Convert only the lines of the listing below, starting at the line that contains "Find the black tire;" and ending at the line that contains "POLYGON ((267 228, 271", into a numbered list, leaving out any blank lines.

..........

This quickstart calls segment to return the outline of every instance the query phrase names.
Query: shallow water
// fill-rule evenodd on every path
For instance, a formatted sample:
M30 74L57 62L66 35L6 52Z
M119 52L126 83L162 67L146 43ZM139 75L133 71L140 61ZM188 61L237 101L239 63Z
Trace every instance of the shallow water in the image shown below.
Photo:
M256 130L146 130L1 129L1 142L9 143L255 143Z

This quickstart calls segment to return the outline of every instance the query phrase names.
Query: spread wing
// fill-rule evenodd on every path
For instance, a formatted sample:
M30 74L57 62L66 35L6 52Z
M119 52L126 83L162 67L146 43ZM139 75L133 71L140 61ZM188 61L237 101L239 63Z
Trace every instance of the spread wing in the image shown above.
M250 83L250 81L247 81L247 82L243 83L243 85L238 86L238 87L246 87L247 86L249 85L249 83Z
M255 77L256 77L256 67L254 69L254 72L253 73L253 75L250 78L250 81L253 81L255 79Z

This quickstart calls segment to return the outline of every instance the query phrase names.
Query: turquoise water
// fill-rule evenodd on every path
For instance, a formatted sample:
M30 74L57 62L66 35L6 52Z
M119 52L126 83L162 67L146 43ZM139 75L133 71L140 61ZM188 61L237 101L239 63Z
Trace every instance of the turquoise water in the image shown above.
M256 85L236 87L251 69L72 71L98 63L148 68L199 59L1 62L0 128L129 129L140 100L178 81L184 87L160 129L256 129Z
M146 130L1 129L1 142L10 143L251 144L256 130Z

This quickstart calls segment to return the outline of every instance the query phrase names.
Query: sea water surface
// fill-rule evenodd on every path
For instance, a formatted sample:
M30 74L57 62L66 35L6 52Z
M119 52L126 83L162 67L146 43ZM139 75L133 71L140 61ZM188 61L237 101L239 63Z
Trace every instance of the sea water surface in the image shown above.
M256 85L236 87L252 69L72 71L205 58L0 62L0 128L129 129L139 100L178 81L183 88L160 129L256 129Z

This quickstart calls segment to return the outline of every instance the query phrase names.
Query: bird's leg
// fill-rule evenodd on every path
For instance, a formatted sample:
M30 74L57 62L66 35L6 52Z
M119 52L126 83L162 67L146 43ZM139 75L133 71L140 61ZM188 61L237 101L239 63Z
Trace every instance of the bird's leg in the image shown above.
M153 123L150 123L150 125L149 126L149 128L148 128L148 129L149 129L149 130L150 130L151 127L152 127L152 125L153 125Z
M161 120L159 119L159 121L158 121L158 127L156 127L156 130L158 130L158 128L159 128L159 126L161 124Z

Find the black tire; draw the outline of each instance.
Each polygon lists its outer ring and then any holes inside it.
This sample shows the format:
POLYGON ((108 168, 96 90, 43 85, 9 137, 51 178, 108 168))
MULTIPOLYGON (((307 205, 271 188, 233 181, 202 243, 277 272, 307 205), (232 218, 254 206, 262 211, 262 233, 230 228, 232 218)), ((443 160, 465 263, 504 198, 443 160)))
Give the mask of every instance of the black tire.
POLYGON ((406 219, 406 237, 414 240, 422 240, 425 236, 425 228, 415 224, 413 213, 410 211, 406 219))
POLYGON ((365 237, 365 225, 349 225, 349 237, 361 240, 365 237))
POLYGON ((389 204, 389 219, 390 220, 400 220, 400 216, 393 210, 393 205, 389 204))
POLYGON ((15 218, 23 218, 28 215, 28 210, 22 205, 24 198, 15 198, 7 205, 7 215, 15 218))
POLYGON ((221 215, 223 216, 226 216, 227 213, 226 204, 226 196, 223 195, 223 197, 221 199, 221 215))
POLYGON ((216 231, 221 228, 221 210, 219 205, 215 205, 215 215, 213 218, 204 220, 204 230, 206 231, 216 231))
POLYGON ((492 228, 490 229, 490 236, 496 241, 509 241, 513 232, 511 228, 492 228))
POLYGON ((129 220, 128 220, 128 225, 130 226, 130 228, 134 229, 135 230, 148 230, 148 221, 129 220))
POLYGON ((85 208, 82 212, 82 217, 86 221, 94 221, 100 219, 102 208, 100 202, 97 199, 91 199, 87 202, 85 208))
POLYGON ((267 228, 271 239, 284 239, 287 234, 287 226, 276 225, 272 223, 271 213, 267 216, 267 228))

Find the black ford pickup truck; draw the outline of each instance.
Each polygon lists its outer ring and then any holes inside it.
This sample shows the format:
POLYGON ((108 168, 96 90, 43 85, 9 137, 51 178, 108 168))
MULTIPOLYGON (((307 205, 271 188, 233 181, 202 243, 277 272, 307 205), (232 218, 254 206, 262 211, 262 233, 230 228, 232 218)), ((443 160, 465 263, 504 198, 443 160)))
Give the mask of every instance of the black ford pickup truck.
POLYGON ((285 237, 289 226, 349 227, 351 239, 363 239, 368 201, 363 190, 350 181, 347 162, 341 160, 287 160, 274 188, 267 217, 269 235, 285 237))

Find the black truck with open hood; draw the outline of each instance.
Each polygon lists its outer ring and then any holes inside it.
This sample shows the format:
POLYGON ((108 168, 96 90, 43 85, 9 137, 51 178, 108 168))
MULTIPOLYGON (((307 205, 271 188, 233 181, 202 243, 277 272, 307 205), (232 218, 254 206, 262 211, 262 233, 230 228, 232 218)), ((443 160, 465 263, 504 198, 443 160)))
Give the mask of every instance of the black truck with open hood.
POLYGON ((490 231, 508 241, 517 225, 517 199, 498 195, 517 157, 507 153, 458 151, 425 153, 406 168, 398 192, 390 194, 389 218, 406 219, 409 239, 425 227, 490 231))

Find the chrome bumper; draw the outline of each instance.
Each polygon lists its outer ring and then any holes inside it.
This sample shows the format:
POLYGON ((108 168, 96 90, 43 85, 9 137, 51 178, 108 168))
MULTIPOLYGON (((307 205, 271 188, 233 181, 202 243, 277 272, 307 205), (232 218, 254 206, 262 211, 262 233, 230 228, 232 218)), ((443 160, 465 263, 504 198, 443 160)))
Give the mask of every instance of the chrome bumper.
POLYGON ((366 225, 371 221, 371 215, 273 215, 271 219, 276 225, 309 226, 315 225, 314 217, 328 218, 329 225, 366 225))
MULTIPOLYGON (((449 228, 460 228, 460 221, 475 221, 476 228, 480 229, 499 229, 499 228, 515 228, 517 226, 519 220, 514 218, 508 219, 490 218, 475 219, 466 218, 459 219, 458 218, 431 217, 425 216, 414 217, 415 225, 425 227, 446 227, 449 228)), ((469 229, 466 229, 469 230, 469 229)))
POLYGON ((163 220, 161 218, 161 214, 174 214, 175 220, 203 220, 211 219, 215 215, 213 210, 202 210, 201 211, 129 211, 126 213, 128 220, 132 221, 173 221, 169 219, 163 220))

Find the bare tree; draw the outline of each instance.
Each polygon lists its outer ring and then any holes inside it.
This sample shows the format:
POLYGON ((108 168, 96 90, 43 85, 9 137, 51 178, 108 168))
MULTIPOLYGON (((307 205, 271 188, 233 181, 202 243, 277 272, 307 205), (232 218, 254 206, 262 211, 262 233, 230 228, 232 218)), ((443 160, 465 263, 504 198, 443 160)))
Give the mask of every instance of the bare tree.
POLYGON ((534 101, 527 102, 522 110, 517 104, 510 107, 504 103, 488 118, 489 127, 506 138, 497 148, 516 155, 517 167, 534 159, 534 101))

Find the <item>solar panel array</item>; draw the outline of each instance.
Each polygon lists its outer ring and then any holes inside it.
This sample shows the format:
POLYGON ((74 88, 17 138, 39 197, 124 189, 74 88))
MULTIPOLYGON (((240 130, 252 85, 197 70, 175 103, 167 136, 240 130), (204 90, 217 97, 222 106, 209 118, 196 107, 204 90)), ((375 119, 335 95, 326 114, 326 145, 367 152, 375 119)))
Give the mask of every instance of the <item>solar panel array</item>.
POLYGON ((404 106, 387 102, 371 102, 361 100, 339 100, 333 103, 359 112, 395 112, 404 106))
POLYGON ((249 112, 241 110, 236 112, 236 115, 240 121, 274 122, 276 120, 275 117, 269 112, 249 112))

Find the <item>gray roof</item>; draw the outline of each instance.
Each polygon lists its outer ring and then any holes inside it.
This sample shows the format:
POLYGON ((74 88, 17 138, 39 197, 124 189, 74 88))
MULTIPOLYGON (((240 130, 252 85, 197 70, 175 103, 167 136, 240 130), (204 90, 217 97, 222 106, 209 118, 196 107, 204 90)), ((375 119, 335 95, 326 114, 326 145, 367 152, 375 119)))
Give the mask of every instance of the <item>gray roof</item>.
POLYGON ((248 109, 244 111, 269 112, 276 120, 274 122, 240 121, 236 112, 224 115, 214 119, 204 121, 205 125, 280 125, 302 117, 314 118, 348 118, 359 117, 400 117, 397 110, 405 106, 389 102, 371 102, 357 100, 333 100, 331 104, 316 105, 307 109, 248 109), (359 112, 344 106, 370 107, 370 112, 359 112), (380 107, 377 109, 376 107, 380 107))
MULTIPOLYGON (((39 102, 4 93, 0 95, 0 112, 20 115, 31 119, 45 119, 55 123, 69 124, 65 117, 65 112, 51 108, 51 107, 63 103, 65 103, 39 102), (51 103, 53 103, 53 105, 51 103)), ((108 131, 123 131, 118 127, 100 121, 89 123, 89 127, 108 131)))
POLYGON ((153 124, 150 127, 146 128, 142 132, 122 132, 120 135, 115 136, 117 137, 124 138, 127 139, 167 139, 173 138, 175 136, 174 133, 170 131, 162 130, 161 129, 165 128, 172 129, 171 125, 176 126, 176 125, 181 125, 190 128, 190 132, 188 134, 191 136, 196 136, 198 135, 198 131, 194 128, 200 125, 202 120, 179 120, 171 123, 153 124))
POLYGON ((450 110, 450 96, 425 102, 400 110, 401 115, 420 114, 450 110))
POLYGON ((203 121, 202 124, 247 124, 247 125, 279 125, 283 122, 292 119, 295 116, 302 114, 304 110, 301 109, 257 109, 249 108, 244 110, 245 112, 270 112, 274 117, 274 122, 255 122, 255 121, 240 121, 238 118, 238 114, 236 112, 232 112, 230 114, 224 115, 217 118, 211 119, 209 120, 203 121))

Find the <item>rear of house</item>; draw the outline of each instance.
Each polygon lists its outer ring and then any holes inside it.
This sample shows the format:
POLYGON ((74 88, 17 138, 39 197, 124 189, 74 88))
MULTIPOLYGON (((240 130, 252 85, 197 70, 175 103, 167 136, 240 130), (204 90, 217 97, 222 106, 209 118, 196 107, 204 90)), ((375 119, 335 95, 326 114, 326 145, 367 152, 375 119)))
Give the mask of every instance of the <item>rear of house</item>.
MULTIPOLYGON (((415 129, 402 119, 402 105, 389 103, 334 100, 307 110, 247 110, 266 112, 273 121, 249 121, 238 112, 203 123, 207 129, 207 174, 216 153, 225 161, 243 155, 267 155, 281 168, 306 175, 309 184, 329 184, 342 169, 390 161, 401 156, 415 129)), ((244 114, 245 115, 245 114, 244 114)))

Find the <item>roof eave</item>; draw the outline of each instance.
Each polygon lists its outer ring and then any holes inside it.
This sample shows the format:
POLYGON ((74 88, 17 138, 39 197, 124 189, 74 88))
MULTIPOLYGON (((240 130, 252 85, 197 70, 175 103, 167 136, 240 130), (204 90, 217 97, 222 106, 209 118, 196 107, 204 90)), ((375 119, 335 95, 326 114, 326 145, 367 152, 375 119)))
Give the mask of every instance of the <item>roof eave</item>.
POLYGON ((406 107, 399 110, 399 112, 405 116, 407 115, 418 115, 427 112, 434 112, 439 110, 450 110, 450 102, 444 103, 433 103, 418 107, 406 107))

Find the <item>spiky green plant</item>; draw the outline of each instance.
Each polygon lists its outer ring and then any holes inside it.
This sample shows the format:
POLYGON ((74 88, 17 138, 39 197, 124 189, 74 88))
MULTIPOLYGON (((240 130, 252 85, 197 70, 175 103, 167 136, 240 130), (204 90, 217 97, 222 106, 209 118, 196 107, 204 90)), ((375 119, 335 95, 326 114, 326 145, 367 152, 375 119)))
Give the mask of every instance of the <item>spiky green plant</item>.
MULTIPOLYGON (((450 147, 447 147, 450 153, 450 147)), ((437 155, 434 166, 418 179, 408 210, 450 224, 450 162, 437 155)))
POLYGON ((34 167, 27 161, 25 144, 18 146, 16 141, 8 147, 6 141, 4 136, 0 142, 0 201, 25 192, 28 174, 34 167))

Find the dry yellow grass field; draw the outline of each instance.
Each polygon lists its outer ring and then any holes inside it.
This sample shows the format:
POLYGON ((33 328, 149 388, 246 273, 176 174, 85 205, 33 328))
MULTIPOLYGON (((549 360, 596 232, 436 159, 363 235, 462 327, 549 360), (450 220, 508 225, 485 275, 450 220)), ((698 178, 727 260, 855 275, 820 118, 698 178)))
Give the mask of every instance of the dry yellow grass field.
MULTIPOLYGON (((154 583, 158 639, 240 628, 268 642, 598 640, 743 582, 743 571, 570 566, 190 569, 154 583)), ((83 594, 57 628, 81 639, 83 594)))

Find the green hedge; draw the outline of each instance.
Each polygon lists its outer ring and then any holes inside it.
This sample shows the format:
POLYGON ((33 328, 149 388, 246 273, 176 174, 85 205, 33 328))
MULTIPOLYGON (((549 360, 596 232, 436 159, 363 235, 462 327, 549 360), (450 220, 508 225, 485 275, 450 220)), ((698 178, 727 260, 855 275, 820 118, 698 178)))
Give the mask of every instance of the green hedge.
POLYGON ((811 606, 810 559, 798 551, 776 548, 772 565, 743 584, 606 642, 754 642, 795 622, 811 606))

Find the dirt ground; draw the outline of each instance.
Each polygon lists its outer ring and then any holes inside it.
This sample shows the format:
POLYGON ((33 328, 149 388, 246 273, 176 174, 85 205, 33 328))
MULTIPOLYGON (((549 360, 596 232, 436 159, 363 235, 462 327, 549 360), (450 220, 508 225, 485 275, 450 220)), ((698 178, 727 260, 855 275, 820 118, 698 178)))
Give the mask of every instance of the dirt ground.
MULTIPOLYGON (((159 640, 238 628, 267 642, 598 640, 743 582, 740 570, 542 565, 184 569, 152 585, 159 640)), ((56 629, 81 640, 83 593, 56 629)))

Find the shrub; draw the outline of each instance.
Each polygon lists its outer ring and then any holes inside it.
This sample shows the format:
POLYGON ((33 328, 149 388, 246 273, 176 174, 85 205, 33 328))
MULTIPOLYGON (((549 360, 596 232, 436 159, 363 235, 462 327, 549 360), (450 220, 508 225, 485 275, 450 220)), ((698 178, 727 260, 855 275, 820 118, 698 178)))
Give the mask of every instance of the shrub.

..........

The reply
1. Find the black tire; draw the outline of each instance.
2. Each polygon lists its outer ring and then any holes inside it.
3. This sample shows the format:
4. POLYGON ((108 168, 96 90, 43 85, 9 137, 51 178, 108 168))
5. MULTIPOLYGON (((307 205, 271 188, 233 181, 202 243, 277 272, 307 205), (232 218, 254 206, 262 211, 262 233, 230 228, 232 218)), ((443 160, 465 263, 504 198, 443 160)))
6. Give the mask of every instance of the black tire.
7. POLYGON ((406 219, 406 237, 414 240, 422 240, 425 236, 425 228, 415 224, 413 213, 410 211, 406 219))
8. POLYGON ((365 237, 365 225, 349 225, 349 237, 361 240, 365 237))
9. POLYGON ((389 204, 389 219, 390 220, 400 220, 400 216, 393 210, 393 205, 389 204))
10. POLYGON ((15 218, 23 218, 28 215, 28 210, 22 205, 24 198, 15 198, 7 205, 7 215, 15 218))
11. POLYGON ((221 215, 223 216, 226 216, 227 213, 226 204, 226 196, 223 195, 223 197, 221 199, 221 215))
12. POLYGON ((216 231, 221 228, 221 210, 219 205, 215 205, 215 215, 213 218, 204 220, 204 230, 206 231, 216 231))
13. POLYGON ((492 228, 490 229, 490 236, 496 241, 509 241, 513 232, 511 228, 492 228))
14. POLYGON ((129 220, 128 220, 128 225, 130 226, 130 228, 134 229, 135 230, 148 230, 148 221, 129 220))
15. POLYGON ((85 208, 82 212, 82 217, 86 221, 94 221, 100 219, 102 208, 100 202, 97 199, 91 199, 87 202, 85 208))
16. POLYGON ((267 228, 271 239, 284 239, 287 234, 287 226, 276 225, 272 223, 271 213, 267 216, 267 228))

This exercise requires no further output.